Guila Muir

Developing trainers, presenters and facilitators to make a difference

Four Gender-Specific Presentation Blunders

by Guila Muir

Is it true that men tend to make certain types of blunders while presenting, and women others? In my experience, yes. I have worked with hundreds of individuals and single-sex groups, and notice recurring, gender-specific behaviors that sabotage presentations.

In the interest of advancing further research, I submit these very common blunders, and give you the tools you need to prevent them.

Most Common Presentation Skills Blunders: MEN

1.  Guys, you wander aimlessly too much. Move with purpose ONLY. Pacing or shuffling weaken your delivery and your message.

The best reasons to move are:

  • When you are changing a subject.
  • When you are changing an emotion.
  • When you’ve been in one place for the entire time.

Stand and deliver, then move.
* * *
What is expected: Rewrite the presentation blunders article between "Most Common Presentation" and "the entire time.", inclusive, changing "purpose" to "intention".

Material:
* * *
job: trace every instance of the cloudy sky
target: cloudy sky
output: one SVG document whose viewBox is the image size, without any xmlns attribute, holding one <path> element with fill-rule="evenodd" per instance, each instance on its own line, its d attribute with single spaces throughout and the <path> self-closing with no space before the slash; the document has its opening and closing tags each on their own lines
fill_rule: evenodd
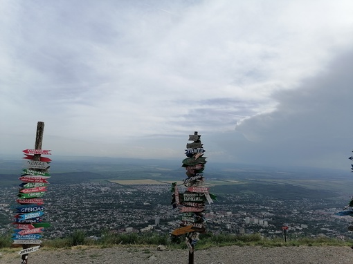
* * *
Solution to this problem:
Most Common Presentation Skills Blunders: MEN

1.  Guys, you wander aimlessly too much. Move with intention ONLY. Pacing or shuffling weaken your delivery and your message.

The best reasons to move are:

  • When you are changing a subject.
  • When you are changing an emotion.
  • When you’ve been in one place for the entire time.